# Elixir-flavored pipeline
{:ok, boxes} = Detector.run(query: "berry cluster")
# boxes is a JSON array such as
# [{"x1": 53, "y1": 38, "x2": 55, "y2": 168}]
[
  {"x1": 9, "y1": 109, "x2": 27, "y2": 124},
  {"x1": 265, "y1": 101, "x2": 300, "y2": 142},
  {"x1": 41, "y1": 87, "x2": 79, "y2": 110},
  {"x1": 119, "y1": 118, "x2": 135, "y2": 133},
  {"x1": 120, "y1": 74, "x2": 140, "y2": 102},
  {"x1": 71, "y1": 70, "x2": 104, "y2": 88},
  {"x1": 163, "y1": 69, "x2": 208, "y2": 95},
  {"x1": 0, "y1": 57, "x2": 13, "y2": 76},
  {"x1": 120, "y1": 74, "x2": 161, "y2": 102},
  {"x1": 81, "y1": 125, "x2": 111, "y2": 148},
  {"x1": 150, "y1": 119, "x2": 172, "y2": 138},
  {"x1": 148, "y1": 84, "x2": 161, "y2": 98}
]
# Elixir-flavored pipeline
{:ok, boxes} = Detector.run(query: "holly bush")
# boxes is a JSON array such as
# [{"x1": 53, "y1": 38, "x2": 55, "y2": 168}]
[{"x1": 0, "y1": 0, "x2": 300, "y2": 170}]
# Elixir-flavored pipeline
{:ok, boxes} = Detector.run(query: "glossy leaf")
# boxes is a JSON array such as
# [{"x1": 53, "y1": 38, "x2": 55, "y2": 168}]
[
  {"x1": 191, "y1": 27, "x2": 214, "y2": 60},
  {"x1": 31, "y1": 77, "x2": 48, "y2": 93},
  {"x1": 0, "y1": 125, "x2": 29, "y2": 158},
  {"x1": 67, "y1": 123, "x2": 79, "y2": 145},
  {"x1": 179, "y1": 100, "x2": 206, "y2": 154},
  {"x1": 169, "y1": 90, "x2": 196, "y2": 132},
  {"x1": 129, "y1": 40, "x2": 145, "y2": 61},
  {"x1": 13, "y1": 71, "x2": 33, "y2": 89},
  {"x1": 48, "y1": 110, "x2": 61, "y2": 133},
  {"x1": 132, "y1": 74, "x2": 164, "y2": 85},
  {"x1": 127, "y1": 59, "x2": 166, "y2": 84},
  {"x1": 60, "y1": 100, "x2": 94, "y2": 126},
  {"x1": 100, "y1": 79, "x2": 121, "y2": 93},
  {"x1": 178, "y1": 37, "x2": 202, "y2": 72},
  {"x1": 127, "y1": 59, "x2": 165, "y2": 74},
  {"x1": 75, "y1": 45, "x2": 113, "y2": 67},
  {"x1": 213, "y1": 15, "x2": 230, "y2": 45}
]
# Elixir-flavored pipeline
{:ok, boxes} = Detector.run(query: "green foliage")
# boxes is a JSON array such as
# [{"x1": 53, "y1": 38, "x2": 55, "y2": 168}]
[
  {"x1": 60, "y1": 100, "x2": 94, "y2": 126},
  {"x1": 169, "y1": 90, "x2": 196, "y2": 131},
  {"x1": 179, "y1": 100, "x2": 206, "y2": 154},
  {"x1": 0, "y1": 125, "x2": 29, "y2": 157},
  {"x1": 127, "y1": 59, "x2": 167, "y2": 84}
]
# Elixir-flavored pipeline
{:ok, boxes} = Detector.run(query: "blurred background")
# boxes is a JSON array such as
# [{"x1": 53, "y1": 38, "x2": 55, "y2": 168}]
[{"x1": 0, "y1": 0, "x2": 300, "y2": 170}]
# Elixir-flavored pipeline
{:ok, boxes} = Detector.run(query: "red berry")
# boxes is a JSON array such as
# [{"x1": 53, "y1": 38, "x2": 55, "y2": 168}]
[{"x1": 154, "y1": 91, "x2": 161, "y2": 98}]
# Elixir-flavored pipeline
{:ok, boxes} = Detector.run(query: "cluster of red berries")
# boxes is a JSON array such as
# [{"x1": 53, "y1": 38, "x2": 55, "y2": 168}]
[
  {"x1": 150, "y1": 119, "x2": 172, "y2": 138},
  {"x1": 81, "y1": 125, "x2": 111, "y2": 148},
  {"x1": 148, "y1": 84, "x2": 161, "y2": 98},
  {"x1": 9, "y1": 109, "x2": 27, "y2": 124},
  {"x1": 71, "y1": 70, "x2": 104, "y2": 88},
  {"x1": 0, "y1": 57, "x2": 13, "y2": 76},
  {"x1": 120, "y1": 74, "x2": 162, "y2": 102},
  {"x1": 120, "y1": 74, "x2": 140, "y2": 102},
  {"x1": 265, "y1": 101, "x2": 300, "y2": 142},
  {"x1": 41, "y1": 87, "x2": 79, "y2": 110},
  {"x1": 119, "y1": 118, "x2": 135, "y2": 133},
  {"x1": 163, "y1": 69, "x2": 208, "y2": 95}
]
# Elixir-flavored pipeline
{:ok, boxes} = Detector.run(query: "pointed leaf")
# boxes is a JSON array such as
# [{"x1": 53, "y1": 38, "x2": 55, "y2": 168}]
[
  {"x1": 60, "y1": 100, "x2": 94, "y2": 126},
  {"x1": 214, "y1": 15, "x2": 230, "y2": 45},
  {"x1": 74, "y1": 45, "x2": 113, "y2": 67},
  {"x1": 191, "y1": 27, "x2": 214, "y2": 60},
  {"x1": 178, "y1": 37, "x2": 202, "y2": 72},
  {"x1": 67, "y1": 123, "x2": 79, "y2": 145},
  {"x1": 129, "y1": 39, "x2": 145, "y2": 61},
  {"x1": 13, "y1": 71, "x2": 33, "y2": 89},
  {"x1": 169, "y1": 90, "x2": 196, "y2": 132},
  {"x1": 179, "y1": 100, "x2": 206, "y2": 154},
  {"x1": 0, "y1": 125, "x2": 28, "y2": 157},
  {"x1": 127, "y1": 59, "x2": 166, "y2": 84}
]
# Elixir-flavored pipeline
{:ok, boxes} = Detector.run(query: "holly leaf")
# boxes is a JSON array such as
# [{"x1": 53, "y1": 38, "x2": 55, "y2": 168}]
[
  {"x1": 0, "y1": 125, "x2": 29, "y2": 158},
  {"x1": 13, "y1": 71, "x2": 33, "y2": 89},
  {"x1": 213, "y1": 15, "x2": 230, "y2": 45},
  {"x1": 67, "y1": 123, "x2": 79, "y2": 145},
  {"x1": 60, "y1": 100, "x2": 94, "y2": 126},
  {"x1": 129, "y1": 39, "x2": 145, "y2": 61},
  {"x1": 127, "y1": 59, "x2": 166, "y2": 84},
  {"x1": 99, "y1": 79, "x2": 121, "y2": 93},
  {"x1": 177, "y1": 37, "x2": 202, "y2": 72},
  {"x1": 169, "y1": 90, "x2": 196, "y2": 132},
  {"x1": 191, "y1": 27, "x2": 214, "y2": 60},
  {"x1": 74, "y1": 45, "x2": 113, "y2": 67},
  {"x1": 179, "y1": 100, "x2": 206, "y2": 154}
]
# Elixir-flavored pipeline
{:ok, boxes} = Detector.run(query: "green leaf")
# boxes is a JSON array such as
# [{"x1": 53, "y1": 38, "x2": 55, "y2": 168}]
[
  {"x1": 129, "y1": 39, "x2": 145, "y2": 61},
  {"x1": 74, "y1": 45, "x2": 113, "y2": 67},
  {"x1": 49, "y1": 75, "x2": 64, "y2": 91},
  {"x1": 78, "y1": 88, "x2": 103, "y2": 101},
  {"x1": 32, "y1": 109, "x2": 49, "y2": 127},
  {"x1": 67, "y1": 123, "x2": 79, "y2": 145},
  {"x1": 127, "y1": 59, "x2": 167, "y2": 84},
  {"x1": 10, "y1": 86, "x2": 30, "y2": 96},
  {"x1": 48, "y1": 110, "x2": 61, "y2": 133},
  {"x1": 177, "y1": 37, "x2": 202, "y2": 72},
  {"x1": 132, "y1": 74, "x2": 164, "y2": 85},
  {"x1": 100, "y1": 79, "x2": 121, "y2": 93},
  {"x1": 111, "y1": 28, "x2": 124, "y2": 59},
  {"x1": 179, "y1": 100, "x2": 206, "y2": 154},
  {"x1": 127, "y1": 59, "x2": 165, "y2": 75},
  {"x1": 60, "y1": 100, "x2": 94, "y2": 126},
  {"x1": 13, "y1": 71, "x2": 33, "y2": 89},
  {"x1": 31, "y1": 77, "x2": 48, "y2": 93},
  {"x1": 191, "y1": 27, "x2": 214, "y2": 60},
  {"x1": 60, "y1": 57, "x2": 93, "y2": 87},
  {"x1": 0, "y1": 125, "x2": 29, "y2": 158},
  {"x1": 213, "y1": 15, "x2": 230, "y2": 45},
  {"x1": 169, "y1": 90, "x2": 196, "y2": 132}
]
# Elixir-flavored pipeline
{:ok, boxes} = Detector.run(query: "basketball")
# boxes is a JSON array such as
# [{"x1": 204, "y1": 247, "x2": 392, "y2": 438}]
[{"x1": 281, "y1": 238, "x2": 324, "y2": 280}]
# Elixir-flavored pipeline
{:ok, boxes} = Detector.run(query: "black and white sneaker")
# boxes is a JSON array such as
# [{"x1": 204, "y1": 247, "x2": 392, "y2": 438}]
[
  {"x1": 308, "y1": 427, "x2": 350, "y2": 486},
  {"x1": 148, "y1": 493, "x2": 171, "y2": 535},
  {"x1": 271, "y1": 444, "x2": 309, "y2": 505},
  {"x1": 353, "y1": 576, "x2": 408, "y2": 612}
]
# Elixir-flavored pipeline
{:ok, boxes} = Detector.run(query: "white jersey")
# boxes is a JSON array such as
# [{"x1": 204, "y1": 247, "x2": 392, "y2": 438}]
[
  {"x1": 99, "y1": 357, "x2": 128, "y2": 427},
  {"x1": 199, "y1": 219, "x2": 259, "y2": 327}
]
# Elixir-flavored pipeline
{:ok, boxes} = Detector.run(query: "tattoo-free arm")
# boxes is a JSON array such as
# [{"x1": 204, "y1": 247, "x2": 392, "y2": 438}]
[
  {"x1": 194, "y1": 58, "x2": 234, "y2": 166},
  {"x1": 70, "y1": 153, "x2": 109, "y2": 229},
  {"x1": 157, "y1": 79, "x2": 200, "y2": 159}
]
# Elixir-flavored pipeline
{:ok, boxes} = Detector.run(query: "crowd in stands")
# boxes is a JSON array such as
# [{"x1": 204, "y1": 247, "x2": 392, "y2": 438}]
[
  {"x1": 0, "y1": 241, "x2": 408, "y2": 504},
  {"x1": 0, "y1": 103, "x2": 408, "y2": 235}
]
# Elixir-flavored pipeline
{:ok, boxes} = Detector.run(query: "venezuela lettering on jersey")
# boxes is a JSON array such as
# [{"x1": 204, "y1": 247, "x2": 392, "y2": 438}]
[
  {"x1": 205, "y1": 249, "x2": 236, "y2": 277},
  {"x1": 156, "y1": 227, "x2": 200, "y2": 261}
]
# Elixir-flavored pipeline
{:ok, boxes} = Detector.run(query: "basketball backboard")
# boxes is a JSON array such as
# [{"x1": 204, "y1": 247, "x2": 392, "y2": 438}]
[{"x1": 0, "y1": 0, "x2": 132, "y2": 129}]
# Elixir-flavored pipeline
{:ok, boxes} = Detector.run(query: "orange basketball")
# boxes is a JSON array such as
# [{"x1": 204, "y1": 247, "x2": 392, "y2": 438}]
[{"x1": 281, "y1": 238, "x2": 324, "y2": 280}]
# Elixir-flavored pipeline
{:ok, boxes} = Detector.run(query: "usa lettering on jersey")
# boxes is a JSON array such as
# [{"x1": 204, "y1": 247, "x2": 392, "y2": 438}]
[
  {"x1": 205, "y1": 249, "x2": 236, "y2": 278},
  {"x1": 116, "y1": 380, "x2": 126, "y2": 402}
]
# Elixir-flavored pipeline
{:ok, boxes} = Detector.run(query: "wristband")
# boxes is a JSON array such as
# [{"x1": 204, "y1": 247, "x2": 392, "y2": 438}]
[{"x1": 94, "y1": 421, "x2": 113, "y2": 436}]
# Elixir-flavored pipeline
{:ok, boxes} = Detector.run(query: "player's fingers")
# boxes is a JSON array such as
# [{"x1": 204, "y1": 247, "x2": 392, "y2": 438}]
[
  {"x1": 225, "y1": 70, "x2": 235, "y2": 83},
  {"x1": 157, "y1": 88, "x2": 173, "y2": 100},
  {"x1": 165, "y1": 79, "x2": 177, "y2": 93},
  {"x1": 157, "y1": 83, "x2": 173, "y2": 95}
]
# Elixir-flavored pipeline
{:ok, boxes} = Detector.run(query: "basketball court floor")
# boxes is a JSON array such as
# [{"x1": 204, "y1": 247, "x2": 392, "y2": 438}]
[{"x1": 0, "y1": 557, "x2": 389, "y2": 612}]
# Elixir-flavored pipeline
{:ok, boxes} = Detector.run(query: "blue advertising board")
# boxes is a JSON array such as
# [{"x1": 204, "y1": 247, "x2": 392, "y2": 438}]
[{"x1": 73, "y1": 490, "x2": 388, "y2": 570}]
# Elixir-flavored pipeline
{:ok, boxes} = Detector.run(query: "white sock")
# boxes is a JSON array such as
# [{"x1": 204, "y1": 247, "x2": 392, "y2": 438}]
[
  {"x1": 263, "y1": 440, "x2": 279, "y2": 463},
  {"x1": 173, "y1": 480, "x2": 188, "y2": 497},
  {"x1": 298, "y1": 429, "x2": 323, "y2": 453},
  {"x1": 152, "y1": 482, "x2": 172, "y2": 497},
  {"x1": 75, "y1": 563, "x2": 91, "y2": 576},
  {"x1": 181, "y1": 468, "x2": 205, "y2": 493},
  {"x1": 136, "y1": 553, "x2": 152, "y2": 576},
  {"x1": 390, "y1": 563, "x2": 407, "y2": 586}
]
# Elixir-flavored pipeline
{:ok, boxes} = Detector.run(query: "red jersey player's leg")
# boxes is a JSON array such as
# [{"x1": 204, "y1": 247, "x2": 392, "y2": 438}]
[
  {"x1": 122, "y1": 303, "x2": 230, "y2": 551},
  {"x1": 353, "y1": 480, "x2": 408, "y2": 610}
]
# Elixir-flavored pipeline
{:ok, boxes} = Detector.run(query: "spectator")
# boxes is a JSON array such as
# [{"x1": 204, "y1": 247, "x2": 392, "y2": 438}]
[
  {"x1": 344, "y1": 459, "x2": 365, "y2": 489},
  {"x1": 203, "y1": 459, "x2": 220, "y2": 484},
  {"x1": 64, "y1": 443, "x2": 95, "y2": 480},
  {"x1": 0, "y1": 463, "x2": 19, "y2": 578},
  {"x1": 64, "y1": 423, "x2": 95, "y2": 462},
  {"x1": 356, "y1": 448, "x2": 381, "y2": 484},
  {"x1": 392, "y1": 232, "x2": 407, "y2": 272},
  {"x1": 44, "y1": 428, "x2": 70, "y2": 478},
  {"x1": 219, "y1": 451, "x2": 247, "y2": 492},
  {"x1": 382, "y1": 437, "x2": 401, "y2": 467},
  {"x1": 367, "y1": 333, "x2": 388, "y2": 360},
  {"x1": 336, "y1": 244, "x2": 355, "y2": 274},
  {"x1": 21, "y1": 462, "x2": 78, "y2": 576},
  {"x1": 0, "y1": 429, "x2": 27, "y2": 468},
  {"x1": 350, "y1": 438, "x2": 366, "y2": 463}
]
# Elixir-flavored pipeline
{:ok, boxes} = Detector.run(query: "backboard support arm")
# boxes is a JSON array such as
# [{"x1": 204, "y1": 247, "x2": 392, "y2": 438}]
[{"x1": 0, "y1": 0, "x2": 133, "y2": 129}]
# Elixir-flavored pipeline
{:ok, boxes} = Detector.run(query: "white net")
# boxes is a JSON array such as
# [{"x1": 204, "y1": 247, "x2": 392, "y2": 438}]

The request:
Gather every line of the records above that contains the string "cluster", copying each line in full. Case counts when matching.

Task answer:
{:ok, boxes} = Detector.run(query: "berry cluster")
{:ok, boxes} = Detector.run(query: "cluster of red berries")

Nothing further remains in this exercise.